• **Passage given**
+ + + + +
Flag Type Default Description
`--disable-auto-inject-block-sync` bool false Disable automatic block-level set/wait insertion (InjectBlockSync / CrossCoreGSS).
`--disable-hivm-auto-inject-sync` bool false Disable InjectSync (Intra-Core sync).
`--enable-hivm-inject-barrier-all-sync` bool false Make InjectSync inserts barrier(all) instructions (useful auto-sync fails)
`--enable-hivm-inject-block-all-sync` bool false Make InjectBlockSync inserts block(all) instructions (useful auto-sync fails)
`--enable-hivm-unit-flag-sync` bool false Enable unit-flag sync feature.
`--enable-hivm-graph-sync-solver` bool false Use GraphSyncSolver/CrossCoreGSS instead of InjectSync/InjectBlockSync for Intra-Core/Cross-Core auto-sync.
+ + + + +
• **Given data**
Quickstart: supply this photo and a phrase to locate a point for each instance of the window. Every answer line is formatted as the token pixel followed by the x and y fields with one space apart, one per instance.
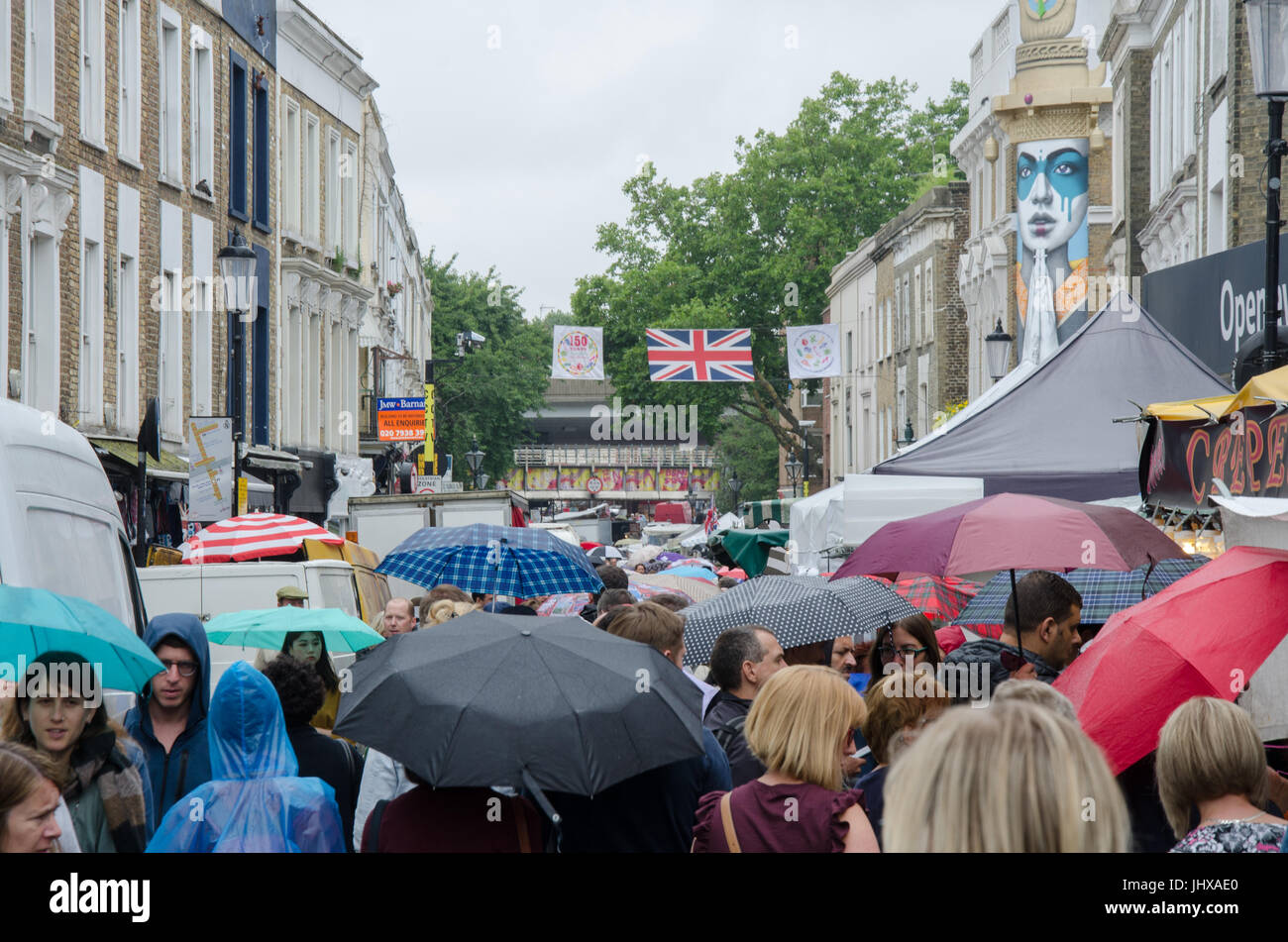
+ + + + +
• **What you will do**
Please write out the part of the flag table above that opens with the words containing "Flag Type Default" and closes with "for Intra-Core/Cross-Core auto-sync.", keeping every character unchanged.

• **Full answer**
Flag Type Default Description
`--disable-auto-inject-block-sync` bool false Disable automatic block-level set/wait insertion (InjectBlockSync / CrossCoreGSS).
`--disable-hivm-auto-inject-sync` bool false Disable InjectSync (Intra-Core sync).
`--enable-hivm-inject-barrier-all-sync` bool false Make InjectSync inserts barrier(all) instructions (useful auto-sync fails)
`--enable-hivm-inject-block-all-sync` bool false Make InjectBlockSync inserts block(all) instructions (useful auto-sync fails)
`--enable-hivm-unit-flag-sync` bool false Enable unit-flag sync feature.
`--enable-hivm-graph-sync-solver` bool false Use GraphSyncSolver/CrossCoreGSS instead of InjectSync/InjectBlockSync for Intra-Core/Cross-Core auto-sync.